Description of the task: Repeat the records exactly, so that each line matches the original.

Stored items:

──────────────────────────────

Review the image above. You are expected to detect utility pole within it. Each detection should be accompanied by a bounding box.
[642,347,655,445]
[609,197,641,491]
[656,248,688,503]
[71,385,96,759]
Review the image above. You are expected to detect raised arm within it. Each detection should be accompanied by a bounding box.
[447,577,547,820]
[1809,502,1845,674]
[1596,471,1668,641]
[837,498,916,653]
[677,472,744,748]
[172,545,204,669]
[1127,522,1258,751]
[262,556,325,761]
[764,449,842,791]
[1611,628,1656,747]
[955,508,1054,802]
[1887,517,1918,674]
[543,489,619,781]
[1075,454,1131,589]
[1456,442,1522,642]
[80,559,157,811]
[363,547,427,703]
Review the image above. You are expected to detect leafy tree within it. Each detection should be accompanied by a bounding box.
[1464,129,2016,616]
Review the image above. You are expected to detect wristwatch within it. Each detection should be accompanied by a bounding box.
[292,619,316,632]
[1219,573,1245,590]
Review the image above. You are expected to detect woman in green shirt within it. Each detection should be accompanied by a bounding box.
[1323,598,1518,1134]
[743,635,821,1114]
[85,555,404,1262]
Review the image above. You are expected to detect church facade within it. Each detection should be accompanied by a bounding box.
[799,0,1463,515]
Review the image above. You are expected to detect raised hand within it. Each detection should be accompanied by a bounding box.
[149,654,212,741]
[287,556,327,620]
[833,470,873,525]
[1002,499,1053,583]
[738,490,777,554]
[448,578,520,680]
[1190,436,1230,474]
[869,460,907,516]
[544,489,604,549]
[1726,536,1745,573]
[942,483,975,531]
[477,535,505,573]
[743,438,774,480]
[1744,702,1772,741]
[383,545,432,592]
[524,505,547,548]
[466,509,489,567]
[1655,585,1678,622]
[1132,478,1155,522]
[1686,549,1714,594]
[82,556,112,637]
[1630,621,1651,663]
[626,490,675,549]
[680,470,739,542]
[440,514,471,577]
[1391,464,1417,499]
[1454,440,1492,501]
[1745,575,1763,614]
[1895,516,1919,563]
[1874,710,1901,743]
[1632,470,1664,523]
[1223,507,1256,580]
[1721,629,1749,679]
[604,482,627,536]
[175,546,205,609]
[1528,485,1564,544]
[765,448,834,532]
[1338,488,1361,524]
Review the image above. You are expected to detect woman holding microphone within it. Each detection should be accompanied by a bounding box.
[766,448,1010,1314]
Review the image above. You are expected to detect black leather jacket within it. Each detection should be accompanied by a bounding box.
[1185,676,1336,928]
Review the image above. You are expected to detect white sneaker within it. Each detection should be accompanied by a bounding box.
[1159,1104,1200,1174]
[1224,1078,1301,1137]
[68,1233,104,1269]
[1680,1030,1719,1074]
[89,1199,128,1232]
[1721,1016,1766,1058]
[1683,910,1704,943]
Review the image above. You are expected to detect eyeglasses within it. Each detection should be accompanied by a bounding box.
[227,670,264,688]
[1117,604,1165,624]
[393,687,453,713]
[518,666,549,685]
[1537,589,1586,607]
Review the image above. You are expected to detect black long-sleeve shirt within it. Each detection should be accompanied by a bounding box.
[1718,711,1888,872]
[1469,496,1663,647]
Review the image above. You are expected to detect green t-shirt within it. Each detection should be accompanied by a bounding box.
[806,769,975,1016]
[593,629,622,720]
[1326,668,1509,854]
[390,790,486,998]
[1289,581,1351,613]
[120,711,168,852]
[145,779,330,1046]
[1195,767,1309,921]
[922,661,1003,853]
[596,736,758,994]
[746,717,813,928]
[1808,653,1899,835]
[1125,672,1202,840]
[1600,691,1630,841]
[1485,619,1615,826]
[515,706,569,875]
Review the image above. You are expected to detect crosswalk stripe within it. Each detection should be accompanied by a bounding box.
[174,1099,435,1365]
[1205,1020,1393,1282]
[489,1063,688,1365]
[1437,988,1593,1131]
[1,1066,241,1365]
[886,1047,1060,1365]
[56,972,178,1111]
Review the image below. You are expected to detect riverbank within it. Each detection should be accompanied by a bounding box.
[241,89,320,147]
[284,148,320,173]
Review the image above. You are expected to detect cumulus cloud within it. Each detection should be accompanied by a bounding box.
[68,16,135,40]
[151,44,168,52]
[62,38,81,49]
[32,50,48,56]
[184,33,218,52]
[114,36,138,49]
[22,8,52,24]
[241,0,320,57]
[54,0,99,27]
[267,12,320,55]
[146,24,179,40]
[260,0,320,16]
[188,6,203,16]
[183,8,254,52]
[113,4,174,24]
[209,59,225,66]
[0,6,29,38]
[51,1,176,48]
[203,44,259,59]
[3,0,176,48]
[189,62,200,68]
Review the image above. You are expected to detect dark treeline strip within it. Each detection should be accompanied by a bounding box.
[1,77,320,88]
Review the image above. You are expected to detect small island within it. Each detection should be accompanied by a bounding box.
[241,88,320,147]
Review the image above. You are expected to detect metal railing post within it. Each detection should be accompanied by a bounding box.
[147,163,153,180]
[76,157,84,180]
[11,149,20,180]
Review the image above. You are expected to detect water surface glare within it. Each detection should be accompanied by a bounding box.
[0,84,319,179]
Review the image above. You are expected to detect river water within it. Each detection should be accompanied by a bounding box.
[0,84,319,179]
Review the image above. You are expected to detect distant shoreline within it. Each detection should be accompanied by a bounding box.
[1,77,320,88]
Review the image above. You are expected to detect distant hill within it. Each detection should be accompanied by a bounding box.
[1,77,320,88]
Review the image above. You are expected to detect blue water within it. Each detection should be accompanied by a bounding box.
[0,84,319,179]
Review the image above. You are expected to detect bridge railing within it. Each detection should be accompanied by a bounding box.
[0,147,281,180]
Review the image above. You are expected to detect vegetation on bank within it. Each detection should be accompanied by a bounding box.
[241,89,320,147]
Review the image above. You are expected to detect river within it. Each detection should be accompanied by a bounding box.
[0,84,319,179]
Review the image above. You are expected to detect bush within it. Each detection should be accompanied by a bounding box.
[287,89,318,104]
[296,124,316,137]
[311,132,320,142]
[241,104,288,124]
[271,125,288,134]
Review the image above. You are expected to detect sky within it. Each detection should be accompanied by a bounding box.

──────────────────────────────

Response area:
Review the image above. You are expected to detect utility pole within it. Each detection should be accompanied by a bounding box.
[642,347,655,445]
[609,197,641,491]
[656,248,688,503]
[71,385,96,759]
Review the image above. You are expected to detect raised arm within it. Each detection should be accompanied by a bounding box.
[447,577,547,820]
[1809,502,1845,674]
[1596,471,1668,641]
[837,498,916,653]
[677,472,744,748]
[172,545,204,669]
[1127,522,1258,751]
[262,556,325,761]
[764,449,842,791]
[1611,628,1656,747]
[955,508,1054,802]
[1887,517,1918,674]
[543,489,619,781]
[1075,454,1131,589]
[1456,442,1522,642]
[80,559,157,811]
[363,547,427,703]
Review the image above. You are expected to detect leafy tree within it. Each detection should be accompanied by a bounding box.
[1464,129,2016,616]
Review the image above. You are expected to detect wristwatch within it. Each detection should be accompanied by a bounding box.
[292,619,316,632]
[1219,573,1245,590]
Review the image above. You are expected to detect woman in green shirt within it. Each detection should be accompanied by a bounding box.
[1323,598,1518,1134]
[743,635,821,1114]
[85,555,404,1262]
Review the image above. You are expected to detect church facade within it. Each detection should be accompanied by a bounding box.
[799,0,1463,515]
Review the image above. You are expected to detect raised hand within it. Each detection should be accompanied by a bounding box.
[149,654,212,741]
[287,556,327,620]
[833,470,873,525]
[1002,499,1053,583]
[738,490,777,554]
[448,578,520,680]
[1190,436,1230,474]
[869,460,907,516]
[544,489,604,549]
[1726,536,1745,573]
[942,483,975,531]
[477,535,505,573]
[743,438,774,480]
[1744,702,1772,741]
[383,545,432,592]
[524,505,547,548]
[466,509,489,567]
[1655,585,1678,622]
[1132,478,1155,522]
[1686,549,1714,594]
[82,556,112,637]
[1630,621,1651,663]
[626,490,675,549]
[680,470,739,542]
[440,514,471,577]
[1391,464,1417,499]
[1454,440,1492,501]
[1745,575,1763,614]
[1895,516,1919,563]
[1874,710,1901,743]
[1632,470,1664,523]
[1223,507,1256,580]
[1721,629,1749,679]
[604,482,627,536]
[175,546,205,609]
[1528,485,1564,544]
[765,448,834,532]
[1338,488,1361,524]
Review the image above. You are expected to detect woman holding microphone within it. Each detection should be accompanied by a bounding box.
[766,448,1010,1314]
Review the image above. You are expected to detect black leather jacket within it. Each detection should be accompanied by a bounding box.
[1185,676,1336,928]
Review the image above. You are expected to detect white sneaker within it. Each detection should be accompanied by a bounding box.
[1159,1104,1200,1174]
[1224,1078,1301,1137]
[68,1233,104,1269]
[1680,1030,1719,1074]
[89,1199,128,1232]
[1721,1016,1766,1058]
[1683,910,1704,943]
Review the image above. You are expected to detect eyeglasses within it. Each detection should be accompanied by a bounding box.
[227,670,264,688]
[1117,604,1165,624]
[393,687,453,713]
[518,666,549,685]
[1537,589,1586,607]
Review the image above. You are expected to detect black long-sleeve shirt within it. Each detection should be accompanied by a bounding box.
[1718,711,1888,872]
[1469,496,1663,647]
Review the image above. You are expected to detect green t-shirt within it. Each detection should be accompanied by a bounding box.
[806,769,975,1016]
[593,629,622,720]
[1326,668,1509,854]
[390,790,486,998]
[1289,581,1351,613]
[120,711,168,852]
[145,779,330,1046]
[1195,767,1309,921]
[922,661,1003,853]
[596,736,758,994]
[746,717,813,928]
[1808,653,1899,835]
[1125,672,1202,840]
[1600,691,1630,841]
[1485,619,1615,826]
[515,706,569,875]
Review the image above. You are expected to detect crosswalk stripe within it. Each detection should be accompanied by a bounding box.
[174,1099,435,1365]
[1205,1020,1393,1282]
[489,1063,688,1365]
[1437,988,1593,1131]
[1,1066,241,1365]
[886,1047,1060,1365]
[56,972,178,1111]
Review the image below. You are expected to detect riverbank within it. Each detection should be accompanied by a bounding box.
[241,89,320,147]
[284,148,320,173]
Review the image above. You are expected to detect cumulus cloud within it. Each detection should be accompanied by a bounding box.
[68,16,135,40]
[151,44,168,52]
[62,38,81,49]
[32,50,48,56]
[184,33,218,52]
[114,36,138,49]
[22,8,52,24]
[241,0,320,57]
[54,0,99,27]
[267,12,320,55]
[146,24,179,40]
[260,0,320,16]
[188,6,203,16]
[183,8,254,52]
[113,4,174,24]
[209,59,225,66]
[0,6,29,38]
[51,1,176,48]
[203,44,259,59]
[3,0,176,48]
[189,62,200,68]
Review the image above. You are expected to detect dark treeline strip within it. Each detection should be accompanied by a bounding box.
[1,77,320,88]
Review the image above. You are expected to detect small island within it. Each detection should be accompanied by a bounding box.
[241,88,320,147]
Review the image above. You are expected to detect metal railing post within it. Each detection should be accompanied by a bounding box.
[147,163,153,180]
[76,157,84,180]
[11,149,20,180]
Review the image above. You are expected to detect water surface glare within it. Each detection should be accompanied by a bounding box.
[0,84,319,179]
Review the image above. You are expected to detect river water within it. Each detection should be accompanied by a bounding box.
[0,84,319,179]
Review the image above. You are expected to detect distant shoreline within it. Each detection should be accompanied by a bounding box.
[1,77,320,88]
Review the image above. You are expected to detect distant hill within it. Each detection should be accompanied by a bounding box.
[1,77,320,88]
Review the image above. You are expected to detect blue water within it. Each detection should be accompanied by a bounding box.
[0,84,319,179]
Review the image above. You are expected to detect bridge railing within it. Each detection should be accompanied by a bounding box.
[0,147,281,180]
Review the image above. You are expected to detect vegetation on bank within it. Each detection should be accompanied by a bounding box.
[241,89,320,147]
Review the image above. You are expected to detect river within it. Each detection should be accompanied by a bounding box.
[0,84,319,179]
Review the image above. You are expected to detect bush within it. Each detection should be accompanied by a bounding box.
[287,89,318,104]
[296,124,316,137]
[311,132,320,142]
[241,104,288,124]
[271,125,288,134]
Review the image above. You are expected to detect sky within it. Each detection should be accompanied by a bounding box.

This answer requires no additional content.